Work instructions -
Copy out the listing from the line containing "For the benchmark, mark each instance of the haze" through the end, including both of those lines, and add 48 to every coordinate in the answer points. Leave the pictures out.
── Task material
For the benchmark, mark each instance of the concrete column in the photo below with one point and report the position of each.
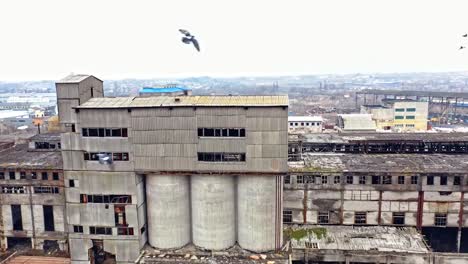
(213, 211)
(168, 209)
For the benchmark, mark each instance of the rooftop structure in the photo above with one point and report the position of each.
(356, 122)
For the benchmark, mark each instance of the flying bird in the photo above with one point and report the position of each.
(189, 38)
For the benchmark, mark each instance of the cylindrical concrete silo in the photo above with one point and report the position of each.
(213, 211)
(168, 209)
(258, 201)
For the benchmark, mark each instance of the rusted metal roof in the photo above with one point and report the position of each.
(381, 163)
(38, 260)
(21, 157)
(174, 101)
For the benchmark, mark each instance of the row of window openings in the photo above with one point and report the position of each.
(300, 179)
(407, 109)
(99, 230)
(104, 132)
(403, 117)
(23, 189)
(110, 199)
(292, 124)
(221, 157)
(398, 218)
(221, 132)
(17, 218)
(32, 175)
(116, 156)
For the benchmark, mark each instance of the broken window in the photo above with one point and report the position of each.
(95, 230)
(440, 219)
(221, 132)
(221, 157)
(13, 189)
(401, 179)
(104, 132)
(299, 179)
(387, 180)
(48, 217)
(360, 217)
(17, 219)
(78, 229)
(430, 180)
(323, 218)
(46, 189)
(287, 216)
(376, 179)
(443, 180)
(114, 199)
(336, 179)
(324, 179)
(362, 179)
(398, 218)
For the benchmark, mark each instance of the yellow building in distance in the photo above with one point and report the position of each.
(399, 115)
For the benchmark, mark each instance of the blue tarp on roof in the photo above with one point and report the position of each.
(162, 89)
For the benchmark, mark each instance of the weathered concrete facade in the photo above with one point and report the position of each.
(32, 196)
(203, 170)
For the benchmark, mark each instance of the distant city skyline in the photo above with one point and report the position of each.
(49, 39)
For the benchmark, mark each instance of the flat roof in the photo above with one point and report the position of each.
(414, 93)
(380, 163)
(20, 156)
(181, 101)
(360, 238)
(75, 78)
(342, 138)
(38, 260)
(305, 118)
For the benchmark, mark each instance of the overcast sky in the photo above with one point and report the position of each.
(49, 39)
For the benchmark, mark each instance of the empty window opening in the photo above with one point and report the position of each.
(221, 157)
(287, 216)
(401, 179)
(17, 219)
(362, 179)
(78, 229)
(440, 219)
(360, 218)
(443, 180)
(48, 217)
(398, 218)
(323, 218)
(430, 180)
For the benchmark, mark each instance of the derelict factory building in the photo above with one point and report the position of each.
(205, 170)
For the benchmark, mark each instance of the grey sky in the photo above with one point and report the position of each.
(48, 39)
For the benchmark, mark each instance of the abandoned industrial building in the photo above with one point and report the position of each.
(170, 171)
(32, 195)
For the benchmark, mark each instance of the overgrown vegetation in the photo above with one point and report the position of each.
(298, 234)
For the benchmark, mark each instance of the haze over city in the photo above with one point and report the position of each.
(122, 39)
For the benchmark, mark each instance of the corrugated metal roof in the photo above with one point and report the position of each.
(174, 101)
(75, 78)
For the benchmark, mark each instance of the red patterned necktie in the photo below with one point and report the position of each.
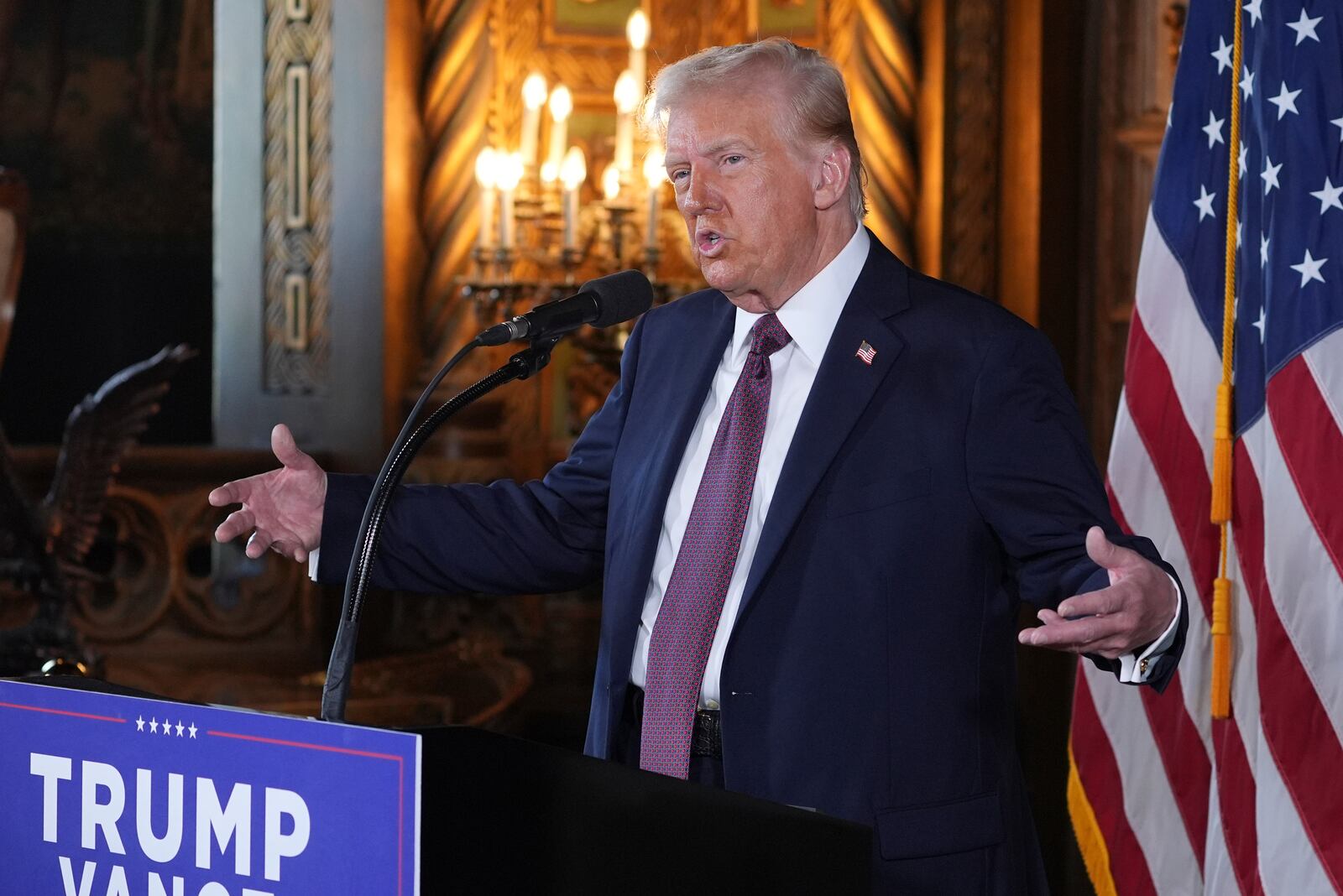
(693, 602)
────
Written answer -
For the benchmark, mark each instance of the haze over city in the photo above with one point and report the position of each.
(170, 87)
For the benchmark, mark each instance of the corrugated metal roof in the photo above with one point and report the position of each.
(222, 149)
(123, 126)
For the benchmark, mark each instance of the red patterned necktie in the photo below with one point and report the position of each.
(741, 650)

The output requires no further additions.